_MATERIAL SHOWN:_
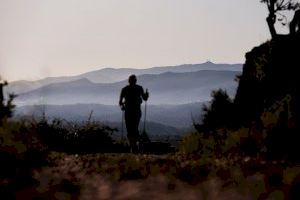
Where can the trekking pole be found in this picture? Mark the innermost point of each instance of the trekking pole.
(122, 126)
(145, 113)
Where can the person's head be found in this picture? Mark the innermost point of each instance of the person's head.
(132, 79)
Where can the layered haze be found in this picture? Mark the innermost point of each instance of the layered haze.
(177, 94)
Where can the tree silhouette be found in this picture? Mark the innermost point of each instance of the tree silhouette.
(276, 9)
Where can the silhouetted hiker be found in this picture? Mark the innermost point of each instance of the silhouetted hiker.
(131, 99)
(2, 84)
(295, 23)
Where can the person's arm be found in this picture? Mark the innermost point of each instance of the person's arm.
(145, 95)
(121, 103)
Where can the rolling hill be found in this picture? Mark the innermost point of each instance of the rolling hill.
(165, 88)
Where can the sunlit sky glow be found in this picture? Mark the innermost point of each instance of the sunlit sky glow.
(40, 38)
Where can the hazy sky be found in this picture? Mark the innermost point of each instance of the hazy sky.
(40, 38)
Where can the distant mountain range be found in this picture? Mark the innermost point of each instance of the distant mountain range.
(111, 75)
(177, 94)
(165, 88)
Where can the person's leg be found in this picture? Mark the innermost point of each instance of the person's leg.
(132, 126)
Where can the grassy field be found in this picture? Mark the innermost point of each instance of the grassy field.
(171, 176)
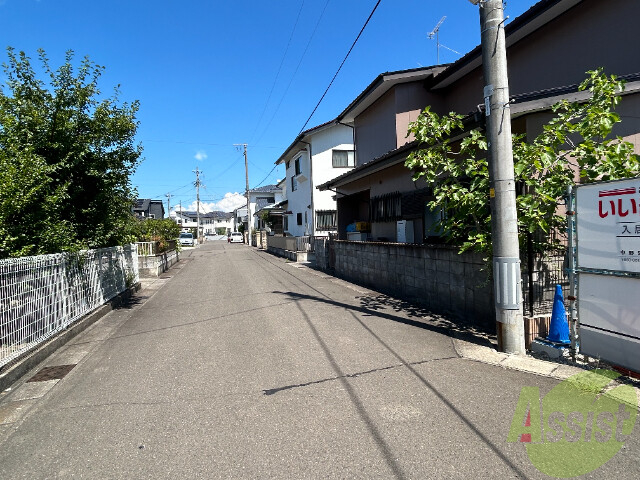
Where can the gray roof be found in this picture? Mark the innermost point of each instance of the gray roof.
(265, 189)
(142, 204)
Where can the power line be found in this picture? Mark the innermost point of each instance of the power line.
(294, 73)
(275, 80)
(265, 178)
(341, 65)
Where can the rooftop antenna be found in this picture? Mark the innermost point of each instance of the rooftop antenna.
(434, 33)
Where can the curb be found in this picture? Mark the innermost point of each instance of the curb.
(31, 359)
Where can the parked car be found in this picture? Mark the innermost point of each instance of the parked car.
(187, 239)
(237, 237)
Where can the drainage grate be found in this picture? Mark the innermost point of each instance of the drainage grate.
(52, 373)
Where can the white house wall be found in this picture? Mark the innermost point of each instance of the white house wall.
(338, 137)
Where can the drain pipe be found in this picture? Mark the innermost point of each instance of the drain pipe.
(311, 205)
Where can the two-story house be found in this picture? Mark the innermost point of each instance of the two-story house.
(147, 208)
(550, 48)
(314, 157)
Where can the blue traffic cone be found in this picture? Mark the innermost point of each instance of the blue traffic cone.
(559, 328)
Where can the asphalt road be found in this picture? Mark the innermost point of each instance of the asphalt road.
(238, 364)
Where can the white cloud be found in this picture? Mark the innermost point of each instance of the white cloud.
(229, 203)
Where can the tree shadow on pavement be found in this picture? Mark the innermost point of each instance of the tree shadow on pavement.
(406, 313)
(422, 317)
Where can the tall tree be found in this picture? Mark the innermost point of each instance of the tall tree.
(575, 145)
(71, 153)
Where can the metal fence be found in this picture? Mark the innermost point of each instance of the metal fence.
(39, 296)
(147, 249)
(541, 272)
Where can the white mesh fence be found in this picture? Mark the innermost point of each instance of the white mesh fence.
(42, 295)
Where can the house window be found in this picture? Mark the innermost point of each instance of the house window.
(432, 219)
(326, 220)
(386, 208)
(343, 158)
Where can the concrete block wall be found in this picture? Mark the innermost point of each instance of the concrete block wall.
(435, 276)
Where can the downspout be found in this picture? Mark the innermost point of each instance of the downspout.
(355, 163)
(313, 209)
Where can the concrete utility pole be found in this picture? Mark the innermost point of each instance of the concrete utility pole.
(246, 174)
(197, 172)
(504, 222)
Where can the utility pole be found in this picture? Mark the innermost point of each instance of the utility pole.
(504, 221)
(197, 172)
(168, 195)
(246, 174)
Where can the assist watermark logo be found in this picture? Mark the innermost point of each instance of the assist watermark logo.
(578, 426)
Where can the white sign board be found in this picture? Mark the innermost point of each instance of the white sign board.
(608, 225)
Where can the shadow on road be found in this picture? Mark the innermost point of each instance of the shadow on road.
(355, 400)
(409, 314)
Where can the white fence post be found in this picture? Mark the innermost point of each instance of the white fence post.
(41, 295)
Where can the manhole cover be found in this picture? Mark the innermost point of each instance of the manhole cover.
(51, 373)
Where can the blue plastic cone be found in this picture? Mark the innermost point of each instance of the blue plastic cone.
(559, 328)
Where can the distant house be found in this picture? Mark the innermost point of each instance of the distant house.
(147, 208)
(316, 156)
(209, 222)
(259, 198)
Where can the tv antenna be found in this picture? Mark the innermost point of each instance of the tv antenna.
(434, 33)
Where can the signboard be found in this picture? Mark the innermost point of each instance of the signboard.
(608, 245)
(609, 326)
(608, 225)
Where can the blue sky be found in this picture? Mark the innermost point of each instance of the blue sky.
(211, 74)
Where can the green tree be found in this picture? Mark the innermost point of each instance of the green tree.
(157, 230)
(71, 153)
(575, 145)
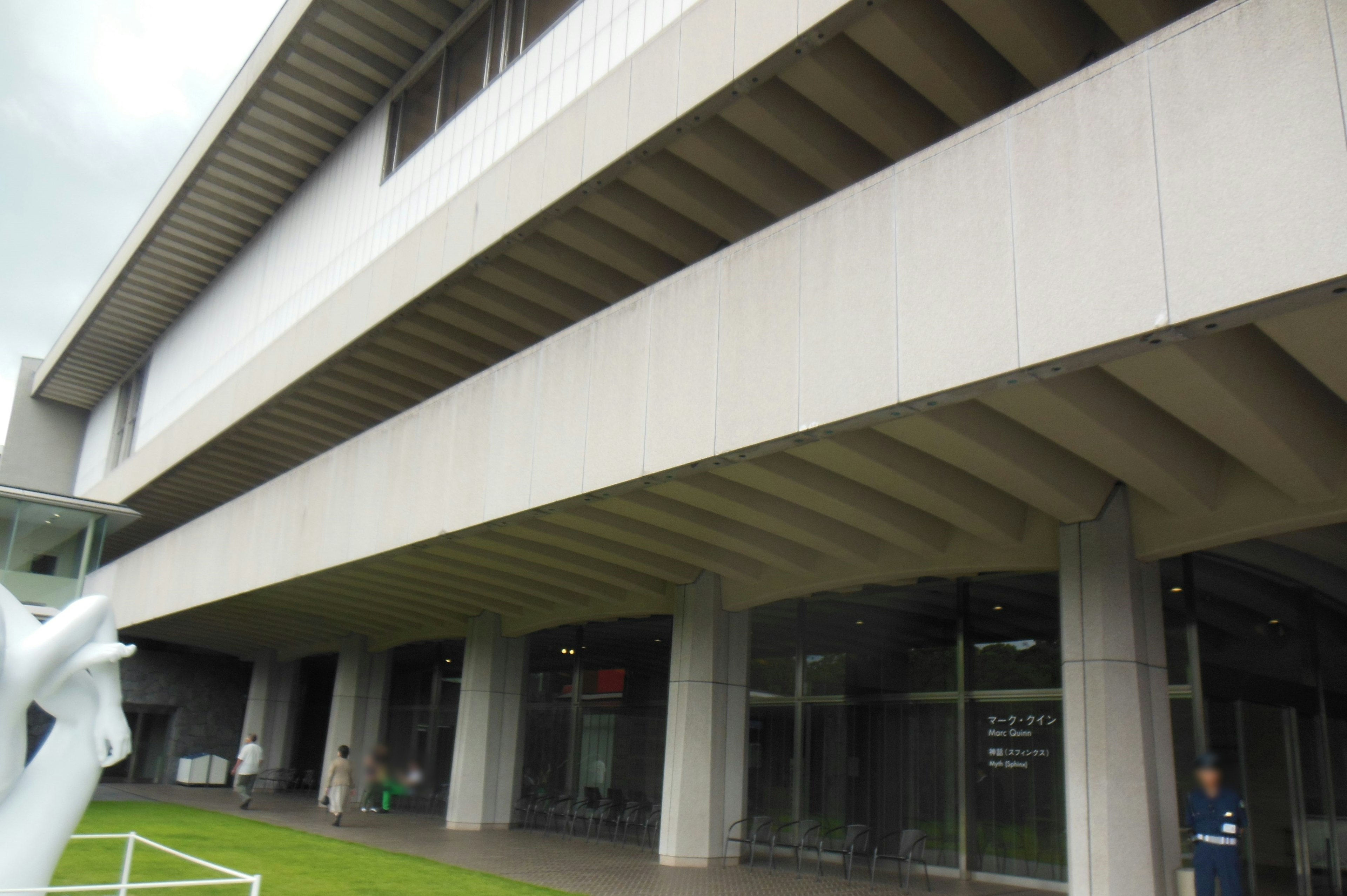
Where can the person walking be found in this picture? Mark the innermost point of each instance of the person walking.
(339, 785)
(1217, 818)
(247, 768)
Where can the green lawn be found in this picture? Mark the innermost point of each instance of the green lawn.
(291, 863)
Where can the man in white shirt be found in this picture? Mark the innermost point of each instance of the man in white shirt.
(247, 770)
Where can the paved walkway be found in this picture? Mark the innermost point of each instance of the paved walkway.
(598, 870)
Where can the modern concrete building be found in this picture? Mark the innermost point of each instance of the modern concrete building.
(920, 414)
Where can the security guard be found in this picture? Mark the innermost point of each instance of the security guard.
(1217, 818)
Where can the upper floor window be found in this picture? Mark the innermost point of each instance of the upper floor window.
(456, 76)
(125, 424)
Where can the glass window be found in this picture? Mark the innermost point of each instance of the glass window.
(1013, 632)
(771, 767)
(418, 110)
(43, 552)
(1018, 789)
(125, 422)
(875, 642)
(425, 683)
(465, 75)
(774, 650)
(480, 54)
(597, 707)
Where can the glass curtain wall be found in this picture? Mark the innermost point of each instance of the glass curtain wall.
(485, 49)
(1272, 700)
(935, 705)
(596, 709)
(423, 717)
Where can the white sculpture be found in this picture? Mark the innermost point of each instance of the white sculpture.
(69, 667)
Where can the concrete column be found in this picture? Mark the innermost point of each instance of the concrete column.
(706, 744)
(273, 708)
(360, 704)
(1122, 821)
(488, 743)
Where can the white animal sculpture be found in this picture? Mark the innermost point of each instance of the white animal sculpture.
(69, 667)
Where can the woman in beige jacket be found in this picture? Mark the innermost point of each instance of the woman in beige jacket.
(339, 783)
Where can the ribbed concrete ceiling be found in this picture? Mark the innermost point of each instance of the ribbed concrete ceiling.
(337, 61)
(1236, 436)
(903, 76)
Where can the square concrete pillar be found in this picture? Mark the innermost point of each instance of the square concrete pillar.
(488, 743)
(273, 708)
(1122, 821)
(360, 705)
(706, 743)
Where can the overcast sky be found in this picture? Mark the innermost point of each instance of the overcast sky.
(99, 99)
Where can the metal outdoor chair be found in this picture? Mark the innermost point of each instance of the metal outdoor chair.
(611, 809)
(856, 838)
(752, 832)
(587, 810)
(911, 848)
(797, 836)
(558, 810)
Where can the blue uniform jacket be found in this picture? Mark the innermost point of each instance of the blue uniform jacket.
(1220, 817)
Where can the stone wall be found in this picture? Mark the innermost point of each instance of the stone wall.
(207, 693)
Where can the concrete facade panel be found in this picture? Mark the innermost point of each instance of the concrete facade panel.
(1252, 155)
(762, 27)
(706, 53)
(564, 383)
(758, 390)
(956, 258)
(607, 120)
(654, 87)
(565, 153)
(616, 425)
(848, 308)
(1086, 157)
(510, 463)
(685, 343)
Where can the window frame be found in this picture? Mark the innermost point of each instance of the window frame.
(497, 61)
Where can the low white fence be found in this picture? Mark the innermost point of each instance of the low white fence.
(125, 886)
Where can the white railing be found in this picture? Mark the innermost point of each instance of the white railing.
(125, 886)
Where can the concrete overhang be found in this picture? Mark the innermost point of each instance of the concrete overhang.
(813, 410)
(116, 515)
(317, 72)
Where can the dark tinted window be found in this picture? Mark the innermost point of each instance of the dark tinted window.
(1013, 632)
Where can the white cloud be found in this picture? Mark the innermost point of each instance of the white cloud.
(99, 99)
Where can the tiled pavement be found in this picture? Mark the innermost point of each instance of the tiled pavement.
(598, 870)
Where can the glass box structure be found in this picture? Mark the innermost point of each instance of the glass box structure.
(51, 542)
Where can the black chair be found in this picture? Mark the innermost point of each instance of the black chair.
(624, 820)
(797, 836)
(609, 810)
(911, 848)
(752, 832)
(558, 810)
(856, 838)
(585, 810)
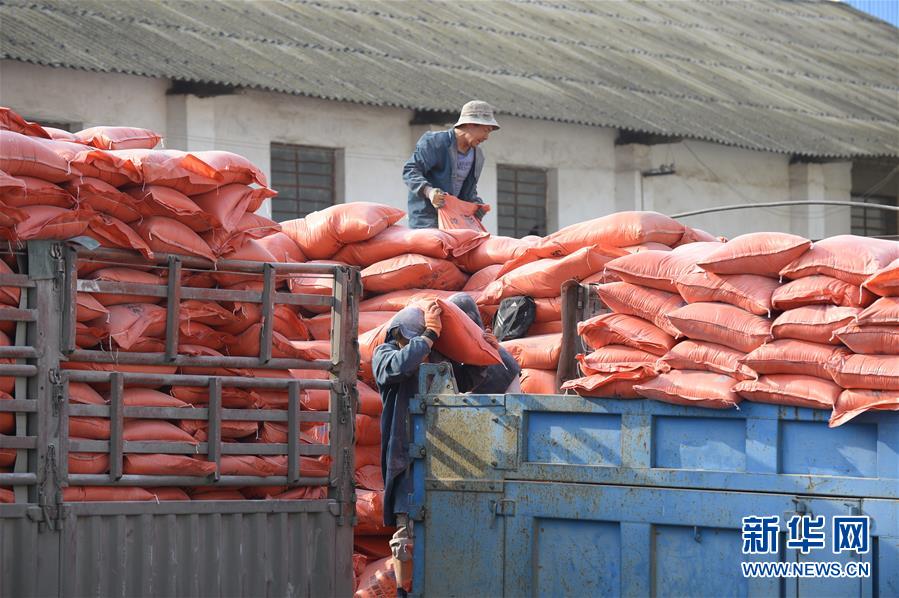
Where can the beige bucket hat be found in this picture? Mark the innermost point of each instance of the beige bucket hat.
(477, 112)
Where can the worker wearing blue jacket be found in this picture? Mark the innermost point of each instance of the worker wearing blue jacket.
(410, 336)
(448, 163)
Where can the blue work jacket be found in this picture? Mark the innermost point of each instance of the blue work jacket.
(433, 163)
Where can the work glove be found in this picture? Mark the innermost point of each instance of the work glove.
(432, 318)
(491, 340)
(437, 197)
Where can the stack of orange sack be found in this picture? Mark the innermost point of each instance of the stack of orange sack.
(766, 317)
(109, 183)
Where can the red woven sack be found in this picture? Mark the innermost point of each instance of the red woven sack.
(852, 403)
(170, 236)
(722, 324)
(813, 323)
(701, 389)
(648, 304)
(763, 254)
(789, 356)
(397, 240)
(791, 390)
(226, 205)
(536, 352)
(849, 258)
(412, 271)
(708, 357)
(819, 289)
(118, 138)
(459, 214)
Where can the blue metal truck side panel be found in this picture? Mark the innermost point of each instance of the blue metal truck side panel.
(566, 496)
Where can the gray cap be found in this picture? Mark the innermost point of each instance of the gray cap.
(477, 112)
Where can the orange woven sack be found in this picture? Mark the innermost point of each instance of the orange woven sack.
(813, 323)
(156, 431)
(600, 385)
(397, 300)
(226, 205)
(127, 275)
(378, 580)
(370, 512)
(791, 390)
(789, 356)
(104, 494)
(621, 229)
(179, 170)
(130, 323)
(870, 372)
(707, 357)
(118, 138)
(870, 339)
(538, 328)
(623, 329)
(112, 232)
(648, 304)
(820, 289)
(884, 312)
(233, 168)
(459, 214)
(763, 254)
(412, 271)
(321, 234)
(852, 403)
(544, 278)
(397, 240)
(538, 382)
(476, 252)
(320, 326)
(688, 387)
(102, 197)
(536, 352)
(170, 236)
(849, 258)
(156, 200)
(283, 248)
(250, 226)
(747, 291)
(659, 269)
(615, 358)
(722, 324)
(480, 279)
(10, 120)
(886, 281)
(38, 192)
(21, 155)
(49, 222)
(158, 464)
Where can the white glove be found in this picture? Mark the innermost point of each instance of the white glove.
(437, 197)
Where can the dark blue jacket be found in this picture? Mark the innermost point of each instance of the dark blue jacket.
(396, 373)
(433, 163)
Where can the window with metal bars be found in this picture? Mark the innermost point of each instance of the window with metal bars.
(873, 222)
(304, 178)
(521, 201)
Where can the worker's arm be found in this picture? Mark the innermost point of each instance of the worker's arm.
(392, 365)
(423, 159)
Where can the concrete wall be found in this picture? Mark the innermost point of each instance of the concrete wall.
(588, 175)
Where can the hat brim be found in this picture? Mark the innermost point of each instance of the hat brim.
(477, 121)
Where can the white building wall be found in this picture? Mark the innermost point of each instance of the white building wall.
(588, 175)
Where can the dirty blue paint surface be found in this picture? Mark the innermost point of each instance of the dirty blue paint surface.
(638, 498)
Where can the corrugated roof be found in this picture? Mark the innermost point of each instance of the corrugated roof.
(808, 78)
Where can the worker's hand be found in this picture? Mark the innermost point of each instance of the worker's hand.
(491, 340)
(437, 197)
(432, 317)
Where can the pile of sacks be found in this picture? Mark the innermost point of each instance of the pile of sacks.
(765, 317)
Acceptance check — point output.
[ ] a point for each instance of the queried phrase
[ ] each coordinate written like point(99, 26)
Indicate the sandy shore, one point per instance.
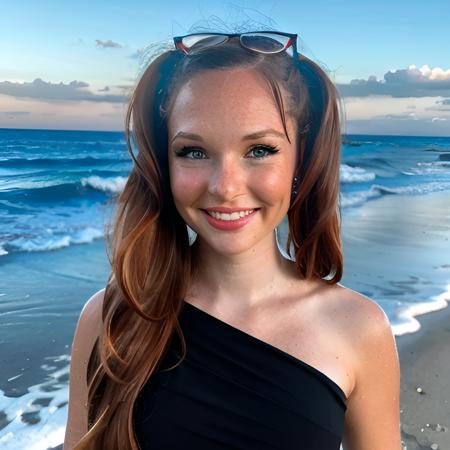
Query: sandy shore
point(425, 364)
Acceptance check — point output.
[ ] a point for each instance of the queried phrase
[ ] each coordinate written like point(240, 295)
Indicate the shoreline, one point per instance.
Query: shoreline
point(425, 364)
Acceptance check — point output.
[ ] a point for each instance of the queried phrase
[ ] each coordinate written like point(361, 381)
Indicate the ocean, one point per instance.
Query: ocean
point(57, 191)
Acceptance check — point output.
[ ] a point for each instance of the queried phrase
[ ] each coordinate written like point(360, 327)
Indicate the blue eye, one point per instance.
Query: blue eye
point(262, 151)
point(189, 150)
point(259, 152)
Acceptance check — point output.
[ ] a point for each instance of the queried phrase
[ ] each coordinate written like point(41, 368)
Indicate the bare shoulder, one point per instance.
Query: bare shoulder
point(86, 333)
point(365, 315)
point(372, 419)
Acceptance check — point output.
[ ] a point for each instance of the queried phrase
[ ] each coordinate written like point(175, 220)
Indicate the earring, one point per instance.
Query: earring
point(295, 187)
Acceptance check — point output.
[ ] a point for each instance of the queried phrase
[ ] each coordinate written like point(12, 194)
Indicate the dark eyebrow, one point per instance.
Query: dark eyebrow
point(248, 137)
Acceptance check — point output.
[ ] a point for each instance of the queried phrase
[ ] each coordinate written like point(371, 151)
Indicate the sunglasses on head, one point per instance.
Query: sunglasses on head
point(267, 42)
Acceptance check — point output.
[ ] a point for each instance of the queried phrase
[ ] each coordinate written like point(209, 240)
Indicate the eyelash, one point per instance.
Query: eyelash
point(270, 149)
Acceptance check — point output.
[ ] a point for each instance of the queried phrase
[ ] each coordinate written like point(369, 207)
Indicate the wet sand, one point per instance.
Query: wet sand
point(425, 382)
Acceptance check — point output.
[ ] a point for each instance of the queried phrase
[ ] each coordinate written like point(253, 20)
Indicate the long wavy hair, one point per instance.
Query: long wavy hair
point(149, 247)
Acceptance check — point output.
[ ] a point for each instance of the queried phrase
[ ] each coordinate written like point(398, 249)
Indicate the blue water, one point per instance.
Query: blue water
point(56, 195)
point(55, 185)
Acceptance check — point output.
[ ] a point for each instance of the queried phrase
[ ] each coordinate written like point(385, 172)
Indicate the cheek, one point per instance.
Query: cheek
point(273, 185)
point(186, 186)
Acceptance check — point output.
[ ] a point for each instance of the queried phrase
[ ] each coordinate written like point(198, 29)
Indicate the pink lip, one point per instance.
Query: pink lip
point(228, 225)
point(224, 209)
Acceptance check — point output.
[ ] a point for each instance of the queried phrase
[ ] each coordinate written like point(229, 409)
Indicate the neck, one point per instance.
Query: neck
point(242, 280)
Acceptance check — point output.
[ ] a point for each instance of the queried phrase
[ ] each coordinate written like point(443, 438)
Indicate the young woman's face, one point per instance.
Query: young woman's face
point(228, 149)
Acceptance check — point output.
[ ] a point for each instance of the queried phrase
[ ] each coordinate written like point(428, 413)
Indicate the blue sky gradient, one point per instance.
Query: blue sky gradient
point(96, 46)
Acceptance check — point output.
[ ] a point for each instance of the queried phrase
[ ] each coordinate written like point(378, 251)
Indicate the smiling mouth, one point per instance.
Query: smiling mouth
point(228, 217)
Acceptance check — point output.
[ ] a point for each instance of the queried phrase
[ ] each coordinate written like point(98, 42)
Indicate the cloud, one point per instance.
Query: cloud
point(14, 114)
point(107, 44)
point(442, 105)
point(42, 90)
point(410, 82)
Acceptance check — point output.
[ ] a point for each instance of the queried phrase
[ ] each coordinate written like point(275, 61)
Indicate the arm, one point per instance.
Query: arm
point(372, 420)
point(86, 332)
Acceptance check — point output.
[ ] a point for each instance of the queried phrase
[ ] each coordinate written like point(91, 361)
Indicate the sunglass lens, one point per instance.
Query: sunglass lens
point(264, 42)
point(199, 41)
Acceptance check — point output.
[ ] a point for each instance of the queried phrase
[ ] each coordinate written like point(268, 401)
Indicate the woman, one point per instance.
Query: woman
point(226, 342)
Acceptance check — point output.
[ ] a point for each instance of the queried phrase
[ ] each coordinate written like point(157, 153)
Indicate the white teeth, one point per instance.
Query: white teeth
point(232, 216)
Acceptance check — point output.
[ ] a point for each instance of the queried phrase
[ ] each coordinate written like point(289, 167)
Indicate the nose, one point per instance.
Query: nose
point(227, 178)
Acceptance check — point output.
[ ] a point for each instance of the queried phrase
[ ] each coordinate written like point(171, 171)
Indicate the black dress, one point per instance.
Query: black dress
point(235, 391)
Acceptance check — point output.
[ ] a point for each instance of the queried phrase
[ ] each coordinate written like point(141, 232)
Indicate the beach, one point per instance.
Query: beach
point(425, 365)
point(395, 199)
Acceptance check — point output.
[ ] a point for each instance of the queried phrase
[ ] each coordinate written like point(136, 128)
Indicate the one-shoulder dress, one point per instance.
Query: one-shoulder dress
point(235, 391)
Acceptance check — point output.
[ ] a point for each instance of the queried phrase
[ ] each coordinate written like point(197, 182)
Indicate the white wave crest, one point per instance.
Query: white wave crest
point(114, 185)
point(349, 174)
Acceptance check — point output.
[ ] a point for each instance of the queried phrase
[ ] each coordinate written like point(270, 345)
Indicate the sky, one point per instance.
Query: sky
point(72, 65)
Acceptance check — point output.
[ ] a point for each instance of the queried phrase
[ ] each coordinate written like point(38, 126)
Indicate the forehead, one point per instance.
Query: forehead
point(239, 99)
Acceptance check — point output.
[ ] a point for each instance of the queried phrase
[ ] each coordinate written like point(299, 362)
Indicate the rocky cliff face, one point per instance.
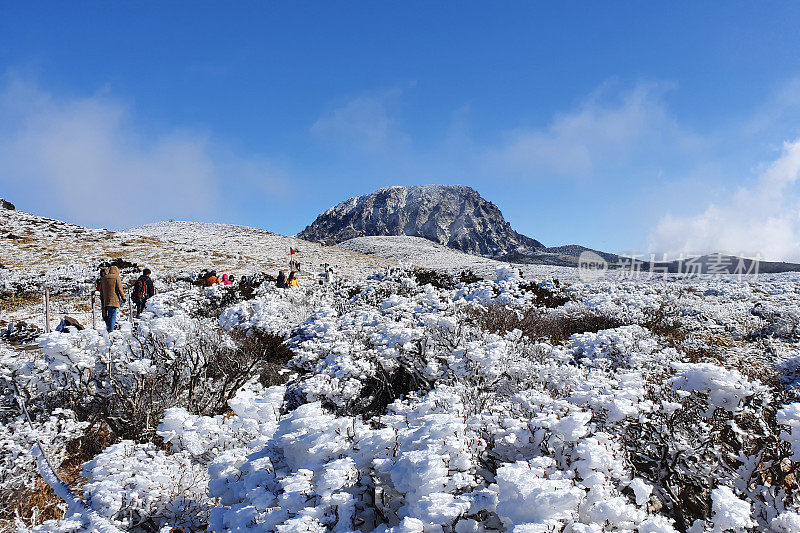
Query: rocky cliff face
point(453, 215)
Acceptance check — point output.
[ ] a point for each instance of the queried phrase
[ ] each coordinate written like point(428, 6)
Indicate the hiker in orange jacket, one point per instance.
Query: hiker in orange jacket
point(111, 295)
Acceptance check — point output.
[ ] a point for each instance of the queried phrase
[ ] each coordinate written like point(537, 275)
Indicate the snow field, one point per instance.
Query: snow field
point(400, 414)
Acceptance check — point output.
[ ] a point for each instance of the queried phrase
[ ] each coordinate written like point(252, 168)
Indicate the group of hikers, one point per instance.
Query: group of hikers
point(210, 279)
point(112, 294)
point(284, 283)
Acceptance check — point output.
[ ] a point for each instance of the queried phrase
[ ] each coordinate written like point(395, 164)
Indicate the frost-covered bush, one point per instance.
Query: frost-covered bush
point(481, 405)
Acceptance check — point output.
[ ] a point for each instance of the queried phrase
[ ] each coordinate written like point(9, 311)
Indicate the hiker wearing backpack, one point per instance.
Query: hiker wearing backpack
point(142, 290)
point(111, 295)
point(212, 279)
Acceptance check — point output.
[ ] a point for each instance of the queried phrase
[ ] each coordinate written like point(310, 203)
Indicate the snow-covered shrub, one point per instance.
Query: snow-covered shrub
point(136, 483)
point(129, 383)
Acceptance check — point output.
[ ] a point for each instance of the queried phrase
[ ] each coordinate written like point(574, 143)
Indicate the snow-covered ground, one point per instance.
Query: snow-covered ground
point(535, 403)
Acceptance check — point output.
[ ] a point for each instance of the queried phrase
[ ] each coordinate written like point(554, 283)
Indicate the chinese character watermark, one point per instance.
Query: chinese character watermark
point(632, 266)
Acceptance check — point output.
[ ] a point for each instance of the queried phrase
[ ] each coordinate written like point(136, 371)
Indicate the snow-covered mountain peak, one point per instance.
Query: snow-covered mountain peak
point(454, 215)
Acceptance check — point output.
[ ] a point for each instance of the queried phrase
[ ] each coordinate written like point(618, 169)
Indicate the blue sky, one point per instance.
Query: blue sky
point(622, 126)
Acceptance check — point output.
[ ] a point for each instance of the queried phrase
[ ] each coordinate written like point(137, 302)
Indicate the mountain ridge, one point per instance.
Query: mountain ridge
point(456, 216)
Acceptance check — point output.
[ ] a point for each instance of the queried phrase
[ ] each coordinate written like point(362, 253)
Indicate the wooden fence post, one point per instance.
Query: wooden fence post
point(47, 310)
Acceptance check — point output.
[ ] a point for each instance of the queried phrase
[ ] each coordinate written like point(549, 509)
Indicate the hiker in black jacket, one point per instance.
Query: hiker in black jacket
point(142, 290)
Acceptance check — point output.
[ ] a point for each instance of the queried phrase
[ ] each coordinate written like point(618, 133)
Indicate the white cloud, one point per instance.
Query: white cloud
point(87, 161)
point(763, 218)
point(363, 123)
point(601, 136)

_TASK PROMPT:_ Your reply should be a verbatim retyping of the lines from the one that holds "Indicate the hiker in black" through the last line of the entries.

_RESPONSE BELOW:_
Indicate the hiker in black jacket, one point per instance.
Query: hiker in black jacket
point(142, 290)
Acceptance check — point output.
[ ] a point for each instance of the queried phrase
[ ] each coordinate written like point(618, 133)
Indicate the white cloud, one point per instance.
Query: white cloud
point(87, 161)
point(763, 218)
point(363, 123)
point(601, 136)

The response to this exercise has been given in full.